#### TASK BRIEF
Reproduce the entries below with "rough mask" renamed to "coarse mask" everywhere and nothing else altered, and omit the pictures.

------------------------------

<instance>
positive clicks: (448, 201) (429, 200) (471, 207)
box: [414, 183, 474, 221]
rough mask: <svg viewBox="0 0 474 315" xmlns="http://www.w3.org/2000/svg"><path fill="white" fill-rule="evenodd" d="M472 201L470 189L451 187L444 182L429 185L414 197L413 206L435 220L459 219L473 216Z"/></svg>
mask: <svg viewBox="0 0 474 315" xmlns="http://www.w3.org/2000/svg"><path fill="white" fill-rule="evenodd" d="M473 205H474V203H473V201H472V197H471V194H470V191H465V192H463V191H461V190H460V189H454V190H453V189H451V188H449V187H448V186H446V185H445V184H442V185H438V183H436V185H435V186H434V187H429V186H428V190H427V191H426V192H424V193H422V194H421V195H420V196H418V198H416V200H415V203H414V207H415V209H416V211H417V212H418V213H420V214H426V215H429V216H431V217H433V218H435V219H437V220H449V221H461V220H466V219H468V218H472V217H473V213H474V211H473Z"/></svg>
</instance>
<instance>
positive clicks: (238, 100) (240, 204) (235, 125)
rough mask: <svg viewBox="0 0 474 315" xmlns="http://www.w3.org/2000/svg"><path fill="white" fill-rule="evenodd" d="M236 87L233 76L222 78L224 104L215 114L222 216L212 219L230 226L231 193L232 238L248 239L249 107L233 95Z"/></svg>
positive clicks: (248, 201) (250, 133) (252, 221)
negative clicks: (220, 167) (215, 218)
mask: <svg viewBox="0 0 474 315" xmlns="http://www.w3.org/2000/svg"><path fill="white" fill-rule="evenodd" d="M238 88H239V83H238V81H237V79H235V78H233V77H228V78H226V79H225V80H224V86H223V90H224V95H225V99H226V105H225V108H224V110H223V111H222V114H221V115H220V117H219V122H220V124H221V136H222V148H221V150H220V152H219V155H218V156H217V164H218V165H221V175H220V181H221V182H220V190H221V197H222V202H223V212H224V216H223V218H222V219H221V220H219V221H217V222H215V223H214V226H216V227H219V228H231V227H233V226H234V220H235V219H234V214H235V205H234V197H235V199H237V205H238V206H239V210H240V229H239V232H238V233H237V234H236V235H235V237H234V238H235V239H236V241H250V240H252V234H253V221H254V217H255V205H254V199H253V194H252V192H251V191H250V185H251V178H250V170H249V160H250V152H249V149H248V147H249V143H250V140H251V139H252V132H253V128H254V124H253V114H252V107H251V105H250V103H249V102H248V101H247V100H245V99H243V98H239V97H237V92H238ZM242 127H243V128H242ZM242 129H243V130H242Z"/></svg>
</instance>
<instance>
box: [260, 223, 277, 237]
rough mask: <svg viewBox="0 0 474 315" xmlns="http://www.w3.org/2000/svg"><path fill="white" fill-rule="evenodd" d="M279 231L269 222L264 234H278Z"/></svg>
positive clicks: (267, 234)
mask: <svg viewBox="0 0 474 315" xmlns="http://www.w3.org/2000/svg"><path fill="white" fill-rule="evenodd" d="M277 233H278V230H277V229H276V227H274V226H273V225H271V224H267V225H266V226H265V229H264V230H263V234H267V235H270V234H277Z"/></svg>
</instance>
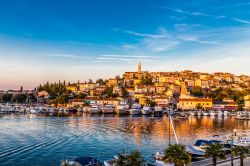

------------------------------

#### ANSWER BOX
<instance>
positive clicks: (448, 201) (429, 200) (471, 207)
box: [414, 183, 474, 221]
coarse mask: <svg viewBox="0 0 474 315" xmlns="http://www.w3.org/2000/svg"><path fill="white" fill-rule="evenodd" d="M472 201L470 189L451 187L444 182L429 185L414 197L413 206L435 220L459 219L473 216Z"/></svg>
mask: <svg viewBox="0 0 474 315" xmlns="http://www.w3.org/2000/svg"><path fill="white" fill-rule="evenodd" d="M473 205H474V203H473V201H472V197H471V194H470V191H465V192H463V191H461V190H460V189H454V190H453V189H451V188H449V187H448V186H446V185H445V184H442V185H438V183H436V185H435V186H434V187H429V186H428V190H427V191H426V192H424V193H422V194H421V195H420V196H418V198H416V200H415V203H414V207H415V209H416V211H417V212H418V213H420V214H426V215H429V216H431V217H433V218H435V219H437V220H449V221H461V220H466V219H468V218H472V217H473V213H474V211H473Z"/></svg>
</instance>
<instance>
positive clicks: (238, 100) (240, 204) (235, 125)
coarse mask: <svg viewBox="0 0 474 315" xmlns="http://www.w3.org/2000/svg"><path fill="white" fill-rule="evenodd" d="M236 87L233 76L222 78L224 104L215 114L222 216L212 219L230 226L231 193L232 238L248 239L249 107L233 95Z"/></svg>
positive clicks: (248, 201) (250, 133) (252, 221)
negative clicks: (220, 167) (215, 218)
mask: <svg viewBox="0 0 474 315" xmlns="http://www.w3.org/2000/svg"><path fill="white" fill-rule="evenodd" d="M238 88H239V83H238V81H237V79H235V78H233V77H228V78H226V79H225V80H224V86H223V90H224V95H225V99H226V105H225V108H224V110H223V111H222V114H221V115H220V117H219V122H220V124H221V136H222V148H221V150H220V152H219V155H218V156H217V164H218V165H221V175H220V181H221V182H220V190H221V197H222V202H223V212H224V216H223V218H222V219H221V220H219V221H217V222H215V223H214V226H216V227H219V228H231V227H233V226H234V220H235V219H234V214H235V205H234V197H235V199H237V205H238V206H239V210H240V229H239V232H238V233H237V234H236V235H235V237H234V238H235V239H236V241H250V240H252V234H253V221H254V217H255V205H254V199H253V194H252V192H251V191H250V185H251V178H250V170H249V160H250V152H249V149H248V147H249V143H250V140H251V139H252V132H253V128H254V124H253V114H252V107H251V105H250V103H249V102H248V101H247V100H245V99H243V98H239V97H237V92H238ZM242 127H243V128H242ZM242 129H243V130H242Z"/></svg>
</instance>
<instance>
box: [260, 223, 277, 237]
coarse mask: <svg viewBox="0 0 474 315" xmlns="http://www.w3.org/2000/svg"><path fill="white" fill-rule="evenodd" d="M279 231L269 222L264 234H278Z"/></svg>
positive clicks: (267, 234)
mask: <svg viewBox="0 0 474 315" xmlns="http://www.w3.org/2000/svg"><path fill="white" fill-rule="evenodd" d="M277 233H278V230H277V229H276V227H274V226H273V225H271V224H267V225H266V226H265V229H264V230H263V234H267V235H270V234H277Z"/></svg>
</instance>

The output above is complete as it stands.